* _INSTRUCTIONS TO FOLLOW_:
Copy out word for word everything from the start of the rows down to the line that contains "pixel 441 211", including that line. Omit the pictures from your copy.

## start PROVIDED MATERIAL

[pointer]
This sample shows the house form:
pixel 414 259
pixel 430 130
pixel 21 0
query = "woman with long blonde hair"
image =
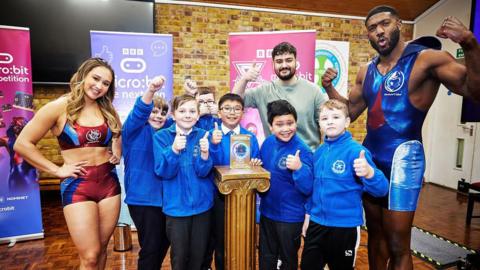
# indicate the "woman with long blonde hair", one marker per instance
pixel 88 131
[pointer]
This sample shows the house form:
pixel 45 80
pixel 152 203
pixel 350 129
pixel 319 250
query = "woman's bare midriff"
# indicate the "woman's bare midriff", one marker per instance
pixel 94 155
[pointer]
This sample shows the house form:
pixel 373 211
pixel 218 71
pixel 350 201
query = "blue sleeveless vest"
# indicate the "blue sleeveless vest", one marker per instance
pixel 392 119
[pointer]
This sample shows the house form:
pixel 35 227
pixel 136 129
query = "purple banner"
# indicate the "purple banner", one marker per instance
pixel 20 209
pixel 136 58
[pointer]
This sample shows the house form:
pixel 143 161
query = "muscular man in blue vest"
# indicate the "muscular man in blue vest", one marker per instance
pixel 397 88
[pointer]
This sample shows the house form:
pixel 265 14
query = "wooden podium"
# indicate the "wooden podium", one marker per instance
pixel 239 186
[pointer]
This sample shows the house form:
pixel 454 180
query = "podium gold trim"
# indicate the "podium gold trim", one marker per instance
pixel 239 187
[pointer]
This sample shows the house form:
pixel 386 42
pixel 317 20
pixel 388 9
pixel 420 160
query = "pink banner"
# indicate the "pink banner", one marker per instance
pixel 256 47
pixel 20 211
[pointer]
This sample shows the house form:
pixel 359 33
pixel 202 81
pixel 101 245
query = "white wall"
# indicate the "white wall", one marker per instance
pixel 440 126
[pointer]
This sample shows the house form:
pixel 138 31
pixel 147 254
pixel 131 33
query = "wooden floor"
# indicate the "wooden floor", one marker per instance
pixel 441 211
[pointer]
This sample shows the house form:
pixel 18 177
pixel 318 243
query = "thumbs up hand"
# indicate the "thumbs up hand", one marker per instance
pixel 217 134
pixel 204 146
pixel 293 161
pixel 252 74
pixel 156 84
pixel 361 166
pixel 179 143
pixel 204 143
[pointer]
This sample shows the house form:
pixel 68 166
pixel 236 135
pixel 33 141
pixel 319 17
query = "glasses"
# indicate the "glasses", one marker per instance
pixel 207 102
pixel 232 109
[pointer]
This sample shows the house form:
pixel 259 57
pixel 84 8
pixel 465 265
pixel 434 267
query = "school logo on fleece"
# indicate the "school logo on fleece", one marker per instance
pixel 394 82
pixel 282 163
pixel 338 167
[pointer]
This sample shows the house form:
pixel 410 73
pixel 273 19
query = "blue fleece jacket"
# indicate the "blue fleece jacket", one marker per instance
pixel 285 200
pixel 187 187
pixel 142 186
pixel 221 151
pixel 337 192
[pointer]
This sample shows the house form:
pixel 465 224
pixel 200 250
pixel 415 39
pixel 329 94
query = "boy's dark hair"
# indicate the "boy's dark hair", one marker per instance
pixel 278 108
pixel 231 97
pixel 380 9
pixel 284 48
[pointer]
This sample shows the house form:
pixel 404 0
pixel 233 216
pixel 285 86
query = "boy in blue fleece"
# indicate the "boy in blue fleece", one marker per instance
pixel 208 108
pixel 343 170
pixel 143 188
pixel 282 207
pixel 183 161
pixel 230 112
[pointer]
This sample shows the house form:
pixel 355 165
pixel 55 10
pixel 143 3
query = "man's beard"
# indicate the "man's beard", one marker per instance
pixel 285 77
pixel 394 38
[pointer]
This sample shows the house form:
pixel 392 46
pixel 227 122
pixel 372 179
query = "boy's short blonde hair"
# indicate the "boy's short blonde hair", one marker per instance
pixel 178 101
pixel 335 104
pixel 204 90
pixel 161 103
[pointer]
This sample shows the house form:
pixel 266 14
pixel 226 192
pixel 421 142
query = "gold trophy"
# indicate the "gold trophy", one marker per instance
pixel 240 151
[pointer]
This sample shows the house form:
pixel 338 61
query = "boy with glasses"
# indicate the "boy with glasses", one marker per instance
pixel 208 108
pixel 230 112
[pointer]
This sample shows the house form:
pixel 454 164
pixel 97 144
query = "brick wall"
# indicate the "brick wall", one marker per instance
pixel 200 36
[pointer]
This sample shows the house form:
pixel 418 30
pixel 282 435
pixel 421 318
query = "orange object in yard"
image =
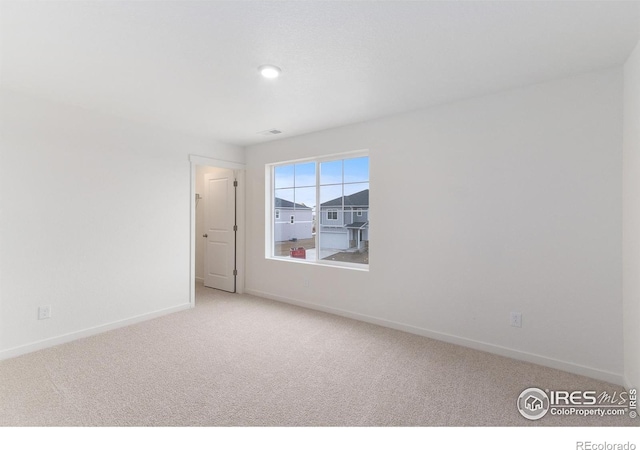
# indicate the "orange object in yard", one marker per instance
pixel 299 252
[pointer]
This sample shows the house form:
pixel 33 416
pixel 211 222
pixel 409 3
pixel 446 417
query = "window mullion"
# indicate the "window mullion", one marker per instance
pixel 318 212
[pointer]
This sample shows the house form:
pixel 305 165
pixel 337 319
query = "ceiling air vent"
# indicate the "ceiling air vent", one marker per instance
pixel 269 132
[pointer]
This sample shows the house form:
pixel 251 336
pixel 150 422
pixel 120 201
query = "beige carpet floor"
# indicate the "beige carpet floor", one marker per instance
pixel 238 360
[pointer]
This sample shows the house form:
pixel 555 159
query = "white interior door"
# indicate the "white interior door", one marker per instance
pixel 219 257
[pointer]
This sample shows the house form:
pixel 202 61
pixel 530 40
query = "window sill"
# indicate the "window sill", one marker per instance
pixel 335 264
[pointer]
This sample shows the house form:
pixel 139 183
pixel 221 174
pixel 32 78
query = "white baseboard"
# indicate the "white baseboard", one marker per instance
pixel 464 342
pixel 62 339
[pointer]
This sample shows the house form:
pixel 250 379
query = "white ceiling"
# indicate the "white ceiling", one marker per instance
pixel 192 66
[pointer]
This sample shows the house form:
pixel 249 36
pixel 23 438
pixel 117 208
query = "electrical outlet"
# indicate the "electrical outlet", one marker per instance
pixel 44 312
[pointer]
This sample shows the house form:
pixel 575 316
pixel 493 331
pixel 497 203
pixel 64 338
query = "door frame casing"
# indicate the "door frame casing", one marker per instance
pixel 195 161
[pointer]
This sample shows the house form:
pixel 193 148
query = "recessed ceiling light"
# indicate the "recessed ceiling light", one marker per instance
pixel 270 71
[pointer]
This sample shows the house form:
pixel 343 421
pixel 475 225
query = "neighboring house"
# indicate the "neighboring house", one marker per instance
pixel 344 222
pixel 292 221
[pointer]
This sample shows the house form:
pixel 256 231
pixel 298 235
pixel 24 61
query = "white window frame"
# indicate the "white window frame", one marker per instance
pixel 270 214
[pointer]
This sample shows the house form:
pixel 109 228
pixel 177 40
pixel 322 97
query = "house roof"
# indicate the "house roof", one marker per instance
pixel 282 203
pixel 358 199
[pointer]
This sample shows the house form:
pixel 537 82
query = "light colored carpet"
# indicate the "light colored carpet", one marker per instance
pixel 240 360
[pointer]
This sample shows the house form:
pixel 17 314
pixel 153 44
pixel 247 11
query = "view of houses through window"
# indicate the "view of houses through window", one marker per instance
pixel 321 210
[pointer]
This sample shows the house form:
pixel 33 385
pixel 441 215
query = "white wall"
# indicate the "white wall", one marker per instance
pixel 511 201
pixel 631 219
pixel 94 220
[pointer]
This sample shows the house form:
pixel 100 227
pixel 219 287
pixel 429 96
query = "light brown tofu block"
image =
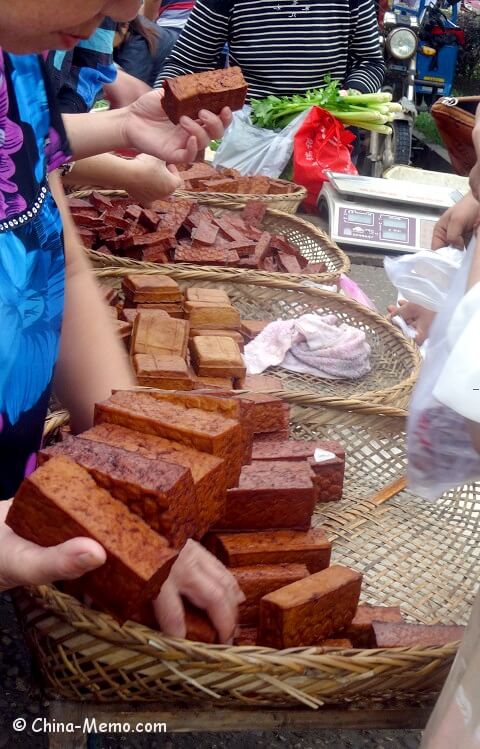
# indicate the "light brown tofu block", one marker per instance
pixel 310 610
pixel 251 328
pixel 151 288
pixel 214 356
pixel 166 372
pixel 403 635
pixel 212 316
pixel 233 334
pixel 211 296
pixel 360 630
pixel 157 335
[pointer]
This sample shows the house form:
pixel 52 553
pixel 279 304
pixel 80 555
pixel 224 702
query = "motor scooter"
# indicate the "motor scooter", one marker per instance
pixel 417 39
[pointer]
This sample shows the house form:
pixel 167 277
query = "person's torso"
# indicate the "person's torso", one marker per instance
pixel 32 143
pixel 284 46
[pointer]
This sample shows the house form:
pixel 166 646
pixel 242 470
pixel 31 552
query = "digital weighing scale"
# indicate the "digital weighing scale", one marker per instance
pixel 388 215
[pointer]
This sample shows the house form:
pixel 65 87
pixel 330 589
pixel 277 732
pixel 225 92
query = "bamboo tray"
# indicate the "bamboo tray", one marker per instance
pixel 287 202
pixel 395 361
pixel 423 557
pixel 313 244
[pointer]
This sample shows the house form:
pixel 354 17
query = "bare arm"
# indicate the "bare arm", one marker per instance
pixel 145 178
pixel 92 360
pixel 151 9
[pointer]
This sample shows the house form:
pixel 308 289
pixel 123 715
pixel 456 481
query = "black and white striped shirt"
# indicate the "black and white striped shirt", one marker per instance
pixel 283 46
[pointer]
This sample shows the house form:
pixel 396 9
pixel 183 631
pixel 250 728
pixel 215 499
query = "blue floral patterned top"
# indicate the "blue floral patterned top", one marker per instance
pixel 32 143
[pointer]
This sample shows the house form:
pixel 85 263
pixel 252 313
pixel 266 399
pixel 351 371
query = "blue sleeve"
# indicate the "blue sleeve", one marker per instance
pixel 79 76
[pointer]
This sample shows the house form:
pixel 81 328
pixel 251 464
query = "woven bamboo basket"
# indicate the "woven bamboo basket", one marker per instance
pixel 423 557
pixel 313 243
pixel 288 202
pixel 395 361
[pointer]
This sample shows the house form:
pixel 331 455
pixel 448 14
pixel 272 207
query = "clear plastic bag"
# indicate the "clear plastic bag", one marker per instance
pixel 424 277
pixel 455 722
pixel 446 401
pixel 256 150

## end PROVIDED MATERIAL

* _OUTPUT OF THE EXERCISE_:
[pointer]
This sample shows the house form:
pixel 414 259
pixel 430 130
pixel 21 0
query = "woman with long blonde hair"
image =
# indicate the "woman with long blonde hair", one marker per instance
pixel 88 131
[pointer]
This sample shows the house form:
pixel 45 80
pixel 152 203
pixel 350 129
pixel 319 250
query = "woman's bare midriff"
# indicate the "woman's bare midriff", one marker per instance
pixel 94 155
[pointer]
This sample shows the house form:
pixel 373 211
pixel 218 71
pixel 350 201
query = "blue sleeveless vest"
# indicate the "blue sleeveless vest", one marker per instance
pixel 392 119
[pointer]
This sample shows the house form:
pixel 35 227
pixel 136 129
query = "purple banner"
# indicate the "purple banner", one marker per instance
pixel 20 209
pixel 136 58
[pointer]
This sample shows the house form:
pixel 143 161
query = "muscular man in blue vest"
# indicate the "muscular man in blue vest", one marker per instance
pixel 397 88
[pointer]
This sample shows the house form:
pixel 265 14
query = "wooden podium"
# indicate the "wooden podium", one marker per instance
pixel 239 186
[pointer]
This sample shows the house form:
pixel 454 180
query = "podium gold trim"
# indicate the "podium gold trim", one marker per instance
pixel 239 187
[pointer]
This sample shows the house form:
pixel 386 42
pixel 317 20
pixel 388 9
pixel 420 160
query = "pink banner"
# indicate the "pink banner", one marker per instance
pixel 256 47
pixel 20 211
[pointer]
This sample shows the house form:
pixel 359 33
pixel 202 81
pixel 101 245
query = "white wall"
# indicate the "white wall", one marker per instance
pixel 440 126
[pointer]
This sample shows the house form:
pixel 138 31
pixel 147 254
pixel 131 33
query = "wooden floor"
# indicate the "wooden floor", one marker per instance
pixel 441 211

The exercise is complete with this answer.